_PROVIDED DATA:_
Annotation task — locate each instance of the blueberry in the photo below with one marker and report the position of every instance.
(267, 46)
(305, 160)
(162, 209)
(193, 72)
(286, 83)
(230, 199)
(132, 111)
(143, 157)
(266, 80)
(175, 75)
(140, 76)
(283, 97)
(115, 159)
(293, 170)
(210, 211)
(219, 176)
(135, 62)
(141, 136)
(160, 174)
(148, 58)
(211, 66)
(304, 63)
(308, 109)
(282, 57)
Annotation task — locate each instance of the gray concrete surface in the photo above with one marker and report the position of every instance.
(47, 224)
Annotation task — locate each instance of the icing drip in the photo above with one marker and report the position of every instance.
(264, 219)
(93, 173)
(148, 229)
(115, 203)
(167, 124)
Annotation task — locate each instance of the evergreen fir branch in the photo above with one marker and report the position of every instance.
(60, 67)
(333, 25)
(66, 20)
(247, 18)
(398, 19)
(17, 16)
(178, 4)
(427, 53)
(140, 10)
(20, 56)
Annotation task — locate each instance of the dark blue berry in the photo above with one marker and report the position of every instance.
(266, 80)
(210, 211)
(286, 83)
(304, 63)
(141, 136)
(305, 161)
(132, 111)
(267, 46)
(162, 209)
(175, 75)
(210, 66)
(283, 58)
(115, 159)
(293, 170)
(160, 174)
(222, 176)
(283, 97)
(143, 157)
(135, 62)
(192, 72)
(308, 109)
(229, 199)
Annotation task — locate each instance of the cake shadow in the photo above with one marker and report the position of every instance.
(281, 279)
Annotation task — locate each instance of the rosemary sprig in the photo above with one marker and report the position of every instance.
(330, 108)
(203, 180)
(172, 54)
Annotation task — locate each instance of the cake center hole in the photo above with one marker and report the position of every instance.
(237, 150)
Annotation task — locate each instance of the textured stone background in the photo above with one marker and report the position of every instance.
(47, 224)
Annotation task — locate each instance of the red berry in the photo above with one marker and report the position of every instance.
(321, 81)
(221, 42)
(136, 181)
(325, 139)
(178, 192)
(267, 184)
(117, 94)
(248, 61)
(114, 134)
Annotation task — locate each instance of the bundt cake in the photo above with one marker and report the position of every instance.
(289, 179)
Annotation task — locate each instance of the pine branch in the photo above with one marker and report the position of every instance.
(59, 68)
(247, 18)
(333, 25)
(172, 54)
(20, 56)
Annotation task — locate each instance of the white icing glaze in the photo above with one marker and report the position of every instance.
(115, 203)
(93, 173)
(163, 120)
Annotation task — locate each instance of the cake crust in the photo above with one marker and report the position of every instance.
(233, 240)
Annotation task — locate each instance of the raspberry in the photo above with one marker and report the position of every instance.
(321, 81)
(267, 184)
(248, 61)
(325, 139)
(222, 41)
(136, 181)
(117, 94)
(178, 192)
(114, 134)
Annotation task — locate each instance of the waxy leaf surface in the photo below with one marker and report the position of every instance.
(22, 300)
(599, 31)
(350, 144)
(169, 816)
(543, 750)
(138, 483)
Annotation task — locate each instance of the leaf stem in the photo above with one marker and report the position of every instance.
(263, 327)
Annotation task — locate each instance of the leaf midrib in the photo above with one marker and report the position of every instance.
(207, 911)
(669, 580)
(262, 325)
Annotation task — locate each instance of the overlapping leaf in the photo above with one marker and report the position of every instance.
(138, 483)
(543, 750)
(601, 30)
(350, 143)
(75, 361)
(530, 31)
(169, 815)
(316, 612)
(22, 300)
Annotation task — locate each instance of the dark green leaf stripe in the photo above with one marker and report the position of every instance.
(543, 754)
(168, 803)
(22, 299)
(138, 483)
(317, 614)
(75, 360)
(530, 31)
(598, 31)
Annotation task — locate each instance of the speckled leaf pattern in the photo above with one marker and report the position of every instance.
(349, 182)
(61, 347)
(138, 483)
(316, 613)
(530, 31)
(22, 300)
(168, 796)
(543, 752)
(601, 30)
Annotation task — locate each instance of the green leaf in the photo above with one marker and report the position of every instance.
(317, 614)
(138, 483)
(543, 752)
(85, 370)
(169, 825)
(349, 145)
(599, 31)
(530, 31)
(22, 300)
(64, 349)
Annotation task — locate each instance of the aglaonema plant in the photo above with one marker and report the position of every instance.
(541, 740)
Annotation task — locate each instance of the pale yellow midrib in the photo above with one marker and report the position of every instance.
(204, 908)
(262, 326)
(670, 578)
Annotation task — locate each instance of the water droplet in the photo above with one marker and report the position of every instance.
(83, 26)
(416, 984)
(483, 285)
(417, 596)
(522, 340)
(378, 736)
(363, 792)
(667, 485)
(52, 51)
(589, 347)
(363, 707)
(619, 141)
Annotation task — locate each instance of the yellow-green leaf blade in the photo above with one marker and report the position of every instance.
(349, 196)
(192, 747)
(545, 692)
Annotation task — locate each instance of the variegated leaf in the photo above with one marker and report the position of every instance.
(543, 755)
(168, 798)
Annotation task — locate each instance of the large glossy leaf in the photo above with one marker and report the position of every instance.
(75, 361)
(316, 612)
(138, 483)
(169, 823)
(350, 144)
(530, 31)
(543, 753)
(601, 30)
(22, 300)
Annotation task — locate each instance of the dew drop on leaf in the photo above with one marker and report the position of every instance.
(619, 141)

_GIVEN INSTRUCTION:_
Go through the records above and set each one down exactly, please.

_WRITTEN RESPONSE:_
Annotation task — locate each instance of the blueberry in the photo below with one marker and report the position of every instance.
(267, 46)
(305, 160)
(162, 209)
(193, 72)
(286, 83)
(230, 199)
(132, 111)
(143, 157)
(266, 80)
(175, 75)
(140, 76)
(283, 97)
(115, 159)
(293, 170)
(210, 211)
(219, 176)
(135, 62)
(141, 136)
(160, 174)
(148, 58)
(211, 66)
(304, 63)
(308, 109)
(282, 57)
Annotation task — locate each instance of the gray concrete surface in the photo above with one marker and report the position of every instance.
(47, 224)
Annotation task — locate each instance of the icing drip in the photo above with one marker and report the position of every instance.
(264, 219)
(93, 173)
(148, 229)
(115, 203)
(167, 124)
Annotation task — locate each instance of the evergreen fir branch in the photo above with one marker and report the position of every instance.
(60, 67)
(333, 25)
(66, 20)
(247, 18)
(398, 19)
(17, 16)
(178, 4)
(427, 53)
(140, 10)
(20, 56)
Annotation task — locate each instance of the dark blue berry in the photo above with one marker and report the position of every instance.
(266, 80)
(210, 211)
(286, 83)
(304, 63)
(141, 136)
(305, 161)
(132, 111)
(267, 46)
(162, 209)
(175, 75)
(210, 66)
(283, 58)
(115, 159)
(293, 170)
(160, 174)
(222, 176)
(283, 97)
(143, 157)
(135, 62)
(192, 72)
(308, 109)
(229, 199)
Annotation task — locate each instance of the cake shadow in the photo above with one marker and report the position of every instance.
(281, 279)
Annotation task — locate each instance of the rosemary sprig in the photo above with one marker and report the position of every instance.
(330, 108)
(203, 180)
(172, 54)
Annotation task — locate each instance of the cake center hole in the photo above with one marker and report the position of every instance.
(237, 150)
Annotation task — locate each instance of the textured stone background in the photo above with one marker and report the position of every instance.
(47, 224)
Annotation task — locate each instance of the red berry in the photo above with one marker and report the position of every instance.
(321, 81)
(221, 42)
(136, 181)
(325, 139)
(178, 192)
(267, 184)
(117, 94)
(248, 61)
(114, 134)
Annotation task — locate each instance of the bundt cake in the photo above with one marker and report the position of every instance.
(289, 179)
Annotation task — locate each instance of the pine branch in the photo above with one marker and report the position of every instance.
(59, 68)
(247, 18)
(333, 25)
(172, 54)
(20, 56)
Annotation task — locate each instance of the white icing glaze in the photo above with one marker and report the position of every instance.
(115, 203)
(93, 173)
(163, 120)
Annotation task — locate each instance of the cake crust in the photo above with one marker and report the position of every instance.
(233, 240)
Annotation task — locate each instance of the raspberry in the photo above with one marker and report the position of every instance.
(321, 81)
(267, 184)
(248, 61)
(325, 139)
(222, 41)
(136, 181)
(117, 94)
(178, 192)
(114, 134)
Annotation task — locate each instance of the waxy leaf surface in the photo below with one marker and report the position of every instance.
(22, 300)
(599, 31)
(350, 144)
(169, 816)
(543, 750)
(138, 483)
Annotation task — locate each instance of the leaf stem in the photo above with one marker and report the position of every instance.
(263, 327)
Annotation task — locate each instance of the leaf midrib in the photo above with one marker and report the position of every instance.
(207, 911)
(669, 580)
(262, 325)
Annotation task — locate each instance of the overlapping leaf in the photo above with one marker and report the position of every instance.
(138, 483)
(543, 750)
(601, 30)
(350, 143)
(75, 361)
(530, 31)
(169, 815)
(316, 612)
(22, 300)
Annotation task — locate each instance of the dark green leaf stripe in the photo above with one marker and report the position of every instance.
(543, 754)
(168, 803)
(22, 299)
(138, 483)
(317, 614)
(75, 360)
(530, 31)
(598, 31)
Annotation task — locate each instance of the speckled leaf pattern in the photo above with one marker and report the position of every instance.
(349, 182)
(61, 347)
(138, 483)
(316, 613)
(530, 31)
(22, 300)
(168, 796)
(543, 752)
(601, 30)
Annotation task — locate each instance of the green leaf in the photo above with one marker and report the position of every instance.
(317, 614)
(138, 483)
(543, 752)
(85, 370)
(169, 825)
(349, 145)
(599, 31)
(530, 31)
(22, 300)
(64, 349)
Annotation task — locate each instance of the aglaonema plant in the photo above with one marker and report the position of every instance.
(541, 740)
Annotation task — locate each instance of the pale yellow midrib in the photo above with one marker and report the position of every instance.
(204, 908)
(262, 326)
(670, 578)
Annotation task — locate each instance of the water droplet in the photo above with one marker and report the position of every instance.
(83, 26)
(416, 984)
(483, 285)
(417, 596)
(522, 340)
(378, 736)
(363, 792)
(667, 485)
(52, 51)
(589, 347)
(363, 707)
(619, 141)
Annotation task — locate each instance of the yellow-green leaf blade in the photo above with one marker and report the position of every instance.
(349, 196)
(192, 747)
(545, 692)
Annotation task — locate each instance of the variegated leaf in the photo above with one marker and report the position of every instance.
(543, 755)
(168, 798)
Annotation task — locate each instance of the large glossy leaf in the photo above with one marker and report the position of every instance.
(75, 361)
(316, 612)
(138, 483)
(169, 823)
(350, 144)
(530, 31)
(543, 753)
(601, 30)
(22, 300)
Annotation task — locate each instance of the dew drop on leaf in the photo above with one marker and report the position of every instance.
(619, 141)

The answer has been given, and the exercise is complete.